DATASET RECORDS:

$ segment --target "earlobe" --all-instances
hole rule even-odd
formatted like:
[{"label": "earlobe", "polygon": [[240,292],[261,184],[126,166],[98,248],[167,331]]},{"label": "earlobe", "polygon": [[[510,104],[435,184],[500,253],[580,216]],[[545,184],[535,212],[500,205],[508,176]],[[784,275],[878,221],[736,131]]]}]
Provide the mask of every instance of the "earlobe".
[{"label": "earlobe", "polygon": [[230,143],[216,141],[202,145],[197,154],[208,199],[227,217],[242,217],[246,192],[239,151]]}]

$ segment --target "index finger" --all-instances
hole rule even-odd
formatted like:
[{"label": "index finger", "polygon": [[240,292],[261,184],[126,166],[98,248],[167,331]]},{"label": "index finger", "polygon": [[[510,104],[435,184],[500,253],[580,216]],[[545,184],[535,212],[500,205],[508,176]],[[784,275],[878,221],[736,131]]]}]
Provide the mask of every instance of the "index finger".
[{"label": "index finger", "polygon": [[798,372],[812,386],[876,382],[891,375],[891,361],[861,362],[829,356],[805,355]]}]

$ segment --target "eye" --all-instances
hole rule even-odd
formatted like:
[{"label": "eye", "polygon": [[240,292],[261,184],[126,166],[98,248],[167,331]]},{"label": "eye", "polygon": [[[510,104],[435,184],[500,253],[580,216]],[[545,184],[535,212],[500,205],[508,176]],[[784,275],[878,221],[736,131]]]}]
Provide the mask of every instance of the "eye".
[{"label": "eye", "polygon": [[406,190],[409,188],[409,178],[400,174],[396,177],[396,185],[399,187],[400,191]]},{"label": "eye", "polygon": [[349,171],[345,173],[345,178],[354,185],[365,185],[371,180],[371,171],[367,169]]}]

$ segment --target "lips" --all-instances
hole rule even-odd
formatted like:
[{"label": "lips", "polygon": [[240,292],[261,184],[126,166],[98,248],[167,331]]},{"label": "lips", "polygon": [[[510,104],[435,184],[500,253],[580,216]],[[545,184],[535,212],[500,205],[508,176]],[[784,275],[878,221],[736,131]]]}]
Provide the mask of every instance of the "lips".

TASK INSTRUCTIONS: Give back the entire listing with every word intact.

FINAL ANSWER:
$ segment --target "earlobe" --all-instances
hole rule even-odd
formatted like:
[{"label": "earlobe", "polygon": [[240,292],[261,184],[126,166],[98,248],[167,331]]},{"label": "earlobe", "polygon": [[[510,104],[435,184],[500,253],[580,216]],[[545,184],[535,212],[500,205],[508,176]],[[784,275],[878,221],[736,131]]]}]
Provide the mask of every instance of the "earlobe".
[{"label": "earlobe", "polygon": [[230,143],[216,141],[202,145],[197,154],[208,199],[227,217],[242,217],[246,192],[239,151]]}]

$ segment --target "index finger" --all-instances
hole rule even-odd
formatted like:
[{"label": "index finger", "polygon": [[240,292],[261,184],[126,166],[98,248],[167,331]]},{"label": "index finger", "polygon": [[[510,104],[435,184],[500,253],[580,216]],[[545,184],[535,212],[500,205],[508,176]],[[784,275],[878,221],[736,131]]]}]
Provide the mask of every instance of the "index finger".
[{"label": "index finger", "polygon": [[798,372],[812,386],[876,382],[891,375],[891,361],[861,362],[829,356],[805,355]]}]

$ segment --target "eye" --all-instances
hole rule even-odd
formatted like:
[{"label": "eye", "polygon": [[240,292],[261,184],[126,166],[98,248],[167,331]]},{"label": "eye", "polygon": [[[510,104],[435,184],[500,253],[580,216]],[[545,184],[535,212],[500,205],[508,176]],[[784,275],[878,221],[736,131]]]}]
Provide the mask of every instance of the "eye".
[{"label": "eye", "polygon": [[406,190],[409,188],[409,178],[400,174],[396,177],[396,185],[399,187],[400,191]]},{"label": "eye", "polygon": [[349,171],[345,173],[345,178],[354,185],[365,185],[371,180],[371,171],[367,169]]}]

$ segment --target "lips" --all-instances
hole rule even-odd
formatted like:
[{"label": "lips", "polygon": [[240,292],[261,184],[126,166],[98,248],[167,331]]},{"label": "lips", "polygon": [[[510,104],[435,184],[500,253],[580,216]],[[545,184],[535,212],[500,205],[508,176]],[[784,275],[878,221],[736,131]]]}]
Provide the mask of every instance of the "lips".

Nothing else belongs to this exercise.